--- Start of Dataset content ---

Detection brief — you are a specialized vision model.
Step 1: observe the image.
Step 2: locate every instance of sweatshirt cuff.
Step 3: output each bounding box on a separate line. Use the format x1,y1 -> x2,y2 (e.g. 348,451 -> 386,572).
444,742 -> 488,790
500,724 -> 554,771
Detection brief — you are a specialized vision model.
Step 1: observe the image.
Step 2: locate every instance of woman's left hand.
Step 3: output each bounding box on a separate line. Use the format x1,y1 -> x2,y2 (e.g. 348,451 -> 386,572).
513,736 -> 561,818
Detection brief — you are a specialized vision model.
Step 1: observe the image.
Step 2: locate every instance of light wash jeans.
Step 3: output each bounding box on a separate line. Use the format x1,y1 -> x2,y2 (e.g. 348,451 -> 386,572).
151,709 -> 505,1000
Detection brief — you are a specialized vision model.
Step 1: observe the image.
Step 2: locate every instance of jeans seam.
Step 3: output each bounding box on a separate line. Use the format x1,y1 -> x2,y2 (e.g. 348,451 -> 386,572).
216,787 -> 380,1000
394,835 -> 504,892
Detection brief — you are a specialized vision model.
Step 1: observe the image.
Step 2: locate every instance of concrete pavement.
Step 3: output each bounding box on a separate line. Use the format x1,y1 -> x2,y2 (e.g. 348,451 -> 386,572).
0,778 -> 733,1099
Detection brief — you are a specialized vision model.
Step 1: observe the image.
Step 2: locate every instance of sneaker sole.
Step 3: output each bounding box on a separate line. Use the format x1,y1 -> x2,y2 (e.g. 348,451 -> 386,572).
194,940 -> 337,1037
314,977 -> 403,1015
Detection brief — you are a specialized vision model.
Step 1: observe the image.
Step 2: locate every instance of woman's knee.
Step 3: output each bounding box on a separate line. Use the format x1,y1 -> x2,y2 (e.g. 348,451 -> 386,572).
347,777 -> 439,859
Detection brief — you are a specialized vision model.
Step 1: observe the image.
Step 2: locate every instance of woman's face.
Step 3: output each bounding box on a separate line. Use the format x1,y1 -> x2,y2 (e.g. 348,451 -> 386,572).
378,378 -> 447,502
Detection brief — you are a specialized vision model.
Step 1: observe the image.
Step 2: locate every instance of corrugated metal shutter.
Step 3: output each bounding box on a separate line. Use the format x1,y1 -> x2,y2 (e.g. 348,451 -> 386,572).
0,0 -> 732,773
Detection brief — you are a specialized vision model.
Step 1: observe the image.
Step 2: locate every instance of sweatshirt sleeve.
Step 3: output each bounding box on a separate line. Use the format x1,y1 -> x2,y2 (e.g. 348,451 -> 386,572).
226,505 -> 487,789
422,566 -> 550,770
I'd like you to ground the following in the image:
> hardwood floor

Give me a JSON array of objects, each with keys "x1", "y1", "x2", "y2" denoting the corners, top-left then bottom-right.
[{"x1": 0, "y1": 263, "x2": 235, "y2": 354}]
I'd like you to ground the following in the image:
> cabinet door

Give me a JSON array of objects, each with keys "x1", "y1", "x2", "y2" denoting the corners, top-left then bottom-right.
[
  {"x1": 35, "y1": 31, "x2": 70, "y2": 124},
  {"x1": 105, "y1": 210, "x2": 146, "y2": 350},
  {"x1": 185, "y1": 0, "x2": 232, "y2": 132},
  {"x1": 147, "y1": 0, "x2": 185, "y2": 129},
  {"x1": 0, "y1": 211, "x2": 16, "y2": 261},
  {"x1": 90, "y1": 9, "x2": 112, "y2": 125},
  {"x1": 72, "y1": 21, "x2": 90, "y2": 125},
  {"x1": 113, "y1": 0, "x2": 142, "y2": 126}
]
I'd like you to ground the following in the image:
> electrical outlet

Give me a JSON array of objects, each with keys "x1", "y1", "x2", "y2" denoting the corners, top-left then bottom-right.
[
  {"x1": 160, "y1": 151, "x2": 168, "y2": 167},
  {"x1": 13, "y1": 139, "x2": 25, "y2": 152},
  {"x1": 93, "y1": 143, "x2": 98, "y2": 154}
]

--- End of Dataset content ---

§ Requirements
Update the material above by replacing "Detection brief" with "Localization brief" wherever it occurs, and leave everything else as it is.

§ Task response
Localization brief — you are a specialized vision model.
Step 1: observe the image.
Step 2: locate every instance of sweatshirt cuff.
Step 3: output each bounding box on a separate line. Use the format x1,y1 -> x2,y2 (e.g. 348,451 -> 386,572).
444,742 -> 488,790
500,724 -> 554,771
Localization brief — you are a specialized vision model.
Step 1: observe the image.
Step 2: locate every instance of woman's left hand.
Step 3: output each bounding box on a separate line. Use the format x1,y1 -> x2,y2 (e.g. 348,451 -> 386,572).
513,736 -> 561,818
Localization brief — you are a specialized vision model.
Step 1: observe the image.
Step 2: locate every instance of light wash jeans.
Step 3: output each bounding box on a separate line. Use the format x1,y1 -> x2,y2 (e.g. 348,451 -> 386,572).
151,709 -> 505,1000
Localization brief — you are a specialized vision model.
Step 1: observe the image.
Step 2: locate every instance of jeans seam.
Step 3: output each bounding box on a separate line. Use the format x1,y1 -> x2,y2 (e.g. 348,451 -> 386,572).
216,787 -> 380,1000
394,835 -> 504,892
Localization brief — you are a specialized vision model.
Step 1: observe the image.
Step 2: locate every instance of concrete pavement.
Step 3: output each bounding box on a separate line. Use the format x1,y1 -> x2,y2 (e.g. 348,451 -> 386,572).
0,778 -> 733,1099
Localization brief — you are a specialized vision model.
Step 1: observe the image.
Step 2: locate every instance of sneaker sole.
Step 3: output each bounding box on a separate line. Use the format x1,y1 -> x2,y2 (e.g. 348,451 -> 386,572).
194,940 -> 337,1037
314,977 -> 403,1015
Localization brief — you are a specialized vision model.
Step 1: observe the image.
Step 2: locate every instance of woman's knee.
Step 3: output each bounding box on a separate line. Use the format x1,y1 -> x2,y2 (e.g. 348,451 -> 386,572).
347,777 -> 439,859
Localization brief — you are a specialized vision model.
Step 1: observe the image.
Step 2: locate every instance of woman's face.
Step 3: output each bounding box on a separate line. Use the format x1,y1 -> x2,y2 (e.g. 348,451 -> 386,572).
378,378 -> 447,502
Localization brief — you are a specialized vision model.
Step 1: observe the image.
Step 2: locate every instance of corrugated metal shutter.
Step 3: output each bounding box on a separate line. Use the format x1,y1 -> x2,y2 (e.g. 348,451 -> 386,572).
0,0 -> 732,773
Localization brief — you are a specialized vision model.
Step 1: observe the image.
Step 2: locate every instance of sweatshirt sleeve.
Step 3: output each bounding box on a separate line. Use the format x1,y1 -> x2,y2 (e.g. 348,451 -> 386,572).
226,505 -> 487,789
422,566 -> 550,770
I'd like you to ground the following in the image:
> hardwood floor

Give me a JSON array of objects, each with keys "x1", "y1", "x2", "y2" denoting the corners, top-left then bottom-right.
[{"x1": 0, "y1": 263, "x2": 235, "y2": 354}]
I'd like you to ground the following in the image:
> cabinet door

Give me a JSON array of objects, each with keys "x1", "y1", "x2", "y2" denoting the corners, top-left then bottom-right.
[
  {"x1": 35, "y1": 31, "x2": 70, "y2": 124},
  {"x1": 105, "y1": 210, "x2": 146, "y2": 350},
  {"x1": 185, "y1": 0, "x2": 232, "y2": 132},
  {"x1": 147, "y1": 0, "x2": 185, "y2": 129},
  {"x1": 0, "y1": 211, "x2": 16, "y2": 261},
  {"x1": 90, "y1": 9, "x2": 112, "y2": 125},
  {"x1": 72, "y1": 21, "x2": 90, "y2": 125},
  {"x1": 113, "y1": 0, "x2": 142, "y2": 126}
]
I'd like you to ground the following in the image:
> electrical outlet

Give me a JSON array of objects, each with keys "x1", "y1", "x2", "y2" denoting the corners, top-left then bottom-right.
[
  {"x1": 160, "y1": 151, "x2": 168, "y2": 167},
  {"x1": 13, "y1": 139, "x2": 25, "y2": 152},
  {"x1": 93, "y1": 143, "x2": 98, "y2": 154}
]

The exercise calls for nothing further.